BY Danton Remoto
Views and analysis
BALI, INDONESIA – If you think that having an intimate partner will always keep you safe from contracting HIV, better think again.
More women from the Asia-Pacific region – housewives and career women –are contracting HIV from their intimate partners. These women are either married, or have long-term relationships with men who engage in high-risk sexual behavior. These behavior are found in men who have sex with men (MSM), injecting drug users, and clients of female sex workers.
These findings are contained in a new report by UNAIDS, its co-sponsors and civil society partners entitled HIV Transmission in Intimate Partner Relationships in Asia, released at the 9th International Congress on AIDS in Asia and the Pacific, being held in the island resort of Bali until tomorrow.
Men who buy sex are the largest infected population group. Many of them are married – or are about to get married. This puts a significant number of women, often perceived as “low risk” because they only have sex with their husbands or long-term partners, at risk of HIV infection. In the Philippines, data from the AIDS and HIV Registry of the Dept. of Health show that male Overseas Filipino Workers constitute one-third of reported HIV infections every month. Some of them have infected their home-bound wives as well.

[Collected data]
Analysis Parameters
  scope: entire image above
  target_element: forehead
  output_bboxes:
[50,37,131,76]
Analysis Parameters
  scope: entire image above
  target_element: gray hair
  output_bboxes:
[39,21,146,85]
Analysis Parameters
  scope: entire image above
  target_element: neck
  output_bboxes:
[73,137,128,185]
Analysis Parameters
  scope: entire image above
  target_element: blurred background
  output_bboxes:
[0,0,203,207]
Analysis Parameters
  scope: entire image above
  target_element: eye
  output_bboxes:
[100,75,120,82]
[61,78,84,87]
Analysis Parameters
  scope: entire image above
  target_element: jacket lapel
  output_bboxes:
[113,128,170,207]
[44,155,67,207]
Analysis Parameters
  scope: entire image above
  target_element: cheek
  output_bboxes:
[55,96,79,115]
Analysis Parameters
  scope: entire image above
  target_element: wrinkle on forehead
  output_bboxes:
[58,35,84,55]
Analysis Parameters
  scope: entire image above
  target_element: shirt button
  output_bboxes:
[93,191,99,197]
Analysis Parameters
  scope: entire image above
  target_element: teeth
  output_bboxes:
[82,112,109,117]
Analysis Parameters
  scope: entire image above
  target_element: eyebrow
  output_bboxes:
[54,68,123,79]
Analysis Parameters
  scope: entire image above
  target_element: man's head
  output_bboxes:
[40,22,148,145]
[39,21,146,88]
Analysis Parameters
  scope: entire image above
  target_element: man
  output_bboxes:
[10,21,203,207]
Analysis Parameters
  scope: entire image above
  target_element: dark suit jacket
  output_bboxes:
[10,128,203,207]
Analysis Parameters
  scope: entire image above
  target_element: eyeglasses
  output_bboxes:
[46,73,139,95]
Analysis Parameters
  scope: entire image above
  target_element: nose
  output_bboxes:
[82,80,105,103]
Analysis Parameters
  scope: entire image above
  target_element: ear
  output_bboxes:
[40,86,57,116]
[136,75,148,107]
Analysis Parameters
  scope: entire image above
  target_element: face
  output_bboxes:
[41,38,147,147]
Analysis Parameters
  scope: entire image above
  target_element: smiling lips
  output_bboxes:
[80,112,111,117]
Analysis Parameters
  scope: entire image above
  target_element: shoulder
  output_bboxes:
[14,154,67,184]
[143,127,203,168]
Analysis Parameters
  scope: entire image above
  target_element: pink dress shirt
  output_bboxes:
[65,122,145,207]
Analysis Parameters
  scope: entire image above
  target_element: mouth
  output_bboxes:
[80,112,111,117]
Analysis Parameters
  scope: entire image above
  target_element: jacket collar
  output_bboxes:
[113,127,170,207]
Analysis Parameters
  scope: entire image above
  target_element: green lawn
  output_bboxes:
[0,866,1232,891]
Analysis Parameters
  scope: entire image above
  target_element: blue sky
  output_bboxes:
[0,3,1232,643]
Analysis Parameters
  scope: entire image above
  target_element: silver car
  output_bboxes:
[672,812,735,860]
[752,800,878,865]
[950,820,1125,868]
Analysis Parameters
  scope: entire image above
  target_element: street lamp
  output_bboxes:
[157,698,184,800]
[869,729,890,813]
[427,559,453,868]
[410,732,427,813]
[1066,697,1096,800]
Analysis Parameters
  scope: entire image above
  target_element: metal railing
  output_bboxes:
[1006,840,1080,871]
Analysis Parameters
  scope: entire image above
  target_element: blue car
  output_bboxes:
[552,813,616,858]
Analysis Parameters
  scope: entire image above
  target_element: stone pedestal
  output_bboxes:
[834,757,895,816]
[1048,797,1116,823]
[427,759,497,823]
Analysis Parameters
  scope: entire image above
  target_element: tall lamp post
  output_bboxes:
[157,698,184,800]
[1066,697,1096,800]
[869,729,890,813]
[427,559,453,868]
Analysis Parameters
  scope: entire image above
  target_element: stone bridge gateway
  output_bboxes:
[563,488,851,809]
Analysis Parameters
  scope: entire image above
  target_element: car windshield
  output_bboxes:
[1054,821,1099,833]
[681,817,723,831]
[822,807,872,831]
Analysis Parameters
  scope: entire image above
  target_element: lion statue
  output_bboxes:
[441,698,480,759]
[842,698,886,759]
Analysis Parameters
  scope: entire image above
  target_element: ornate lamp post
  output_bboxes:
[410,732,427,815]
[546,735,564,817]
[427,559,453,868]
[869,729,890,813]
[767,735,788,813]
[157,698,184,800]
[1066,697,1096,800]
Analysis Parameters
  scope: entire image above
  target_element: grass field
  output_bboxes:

● **Work to be completed**: Continue the article on HIV spreading to women through their intimate partners in Asia, picking up right after its last sentence.

● **The answer**:
The United Nations report estimates that more than 90% of the 1.7 million women living with HIV in Asia got it from their husbands or partners in long-term relationships. By 2008, women constituted 35% of all adult HIV infections in Asia, up from 17% in 1990.
“HIV prevention programs focused on the female sex partners of men with high-risk behaviors still have not found a place in the national HIV plans and priorities of Asian countries,” said Dr. Prasada Rao, Director, UNAIDS Regional Support Team for Asia and the Pacific. “Integration of reproductive health programs with AIDS programs and the delivery of joint services to rural and semi-urban women is the key to reducing HIV transmission among female partners.”
To prevent HIV transmission among intimate partner relationships, the UNAIDS report outlines four recommendations. First, HIV prevention interventions must be scaled up for MSM, injecting drug users, and clients of female sex workers, and should emphasize the importance of protecting their regular female partners.
Second, structural interventions should address the needs of vulnerable women and their male sexual partners. This includes expanding reproductive health programs to include services for male sexual health.
Third, HIV prevention interventions among mobile populations and migrants should be scaled up and include components to protect intimate partners. And last, operational research must be conducted to better understand the dynamics of HIV transmission among intimate partners.
In the Philippines, men who have sex with men (MSM) who practice unsafe sex alternate with OFWs as the groups most vulnerable to contracting HIV. This situation is also found in the rest of Asia, where 90% of MSM in the Asia-Pacific have no access to HIV prevention and care.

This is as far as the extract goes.